**WHAT THE TASK REQUIRES**. Return every line of the entries below unchanged, word for word.

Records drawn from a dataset
-- -- --

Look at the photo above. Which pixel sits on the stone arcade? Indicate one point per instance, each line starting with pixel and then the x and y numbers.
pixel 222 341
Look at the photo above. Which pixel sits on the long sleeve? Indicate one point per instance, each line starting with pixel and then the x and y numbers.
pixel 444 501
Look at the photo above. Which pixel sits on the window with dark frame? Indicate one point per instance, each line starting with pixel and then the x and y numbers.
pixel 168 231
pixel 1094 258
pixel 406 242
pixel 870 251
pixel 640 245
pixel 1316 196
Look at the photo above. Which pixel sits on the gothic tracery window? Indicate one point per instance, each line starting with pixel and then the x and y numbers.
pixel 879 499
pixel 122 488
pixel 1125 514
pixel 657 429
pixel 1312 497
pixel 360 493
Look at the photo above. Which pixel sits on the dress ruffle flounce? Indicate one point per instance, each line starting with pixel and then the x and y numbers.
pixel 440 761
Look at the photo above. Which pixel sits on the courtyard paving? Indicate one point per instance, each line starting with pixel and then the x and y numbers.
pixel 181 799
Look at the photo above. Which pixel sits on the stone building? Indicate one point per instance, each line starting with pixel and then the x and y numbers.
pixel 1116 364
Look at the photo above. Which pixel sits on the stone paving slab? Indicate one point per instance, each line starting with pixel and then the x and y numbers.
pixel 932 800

-- -- --

**RESULT FOR THIS TASK**.
Look at the photo above. Which pixel sits on the stone arcade? Indicate one point per instance, each line starting with pixel and then the x and y numbers.
pixel 222 341
Look at the photo above. Which pixel sits on the long sleeve? Indicate one point per instance, each line starting with pixel and then the x and y numbers.
pixel 444 501
Look at the photo above. Which pixel sits on the window with dark frame? Indicate one point per instance, each line starting with pixel and then the x and y numbers.
pixel 168 231
pixel 1094 258
pixel 406 242
pixel 870 251
pixel 640 245
pixel 1316 196
Look at the photo above. Which pixel sits on the gothic tracery window? Indicate one point per instance, each line starting with pixel and then the x and y numbers.
pixel 879 499
pixel 122 488
pixel 1125 514
pixel 657 429
pixel 1312 497
pixel 360 493
Look at the photo above. Which pixel sits on the dress ruffle flounce? Indicate one point per instance, each line starting with pixel and then the x and y numbers.
pixel 440 761
Look at the photo above. Which pixel sits on the courtyard paving? Indicate one point per instance, each line starting with pixel and then the x and y numbers.
pixel 181 799
Look at the photo above. Which pixel sits on the stone building? Indicate one point per instance, each line starting with pixel and then the x and y numbers.
pixel 1116 364
Look at the photo above. Which pixel sits on the stone paving slab? Indicate one point per instance, each line starting with pixel and then the x and y numbers.
pixel 932 800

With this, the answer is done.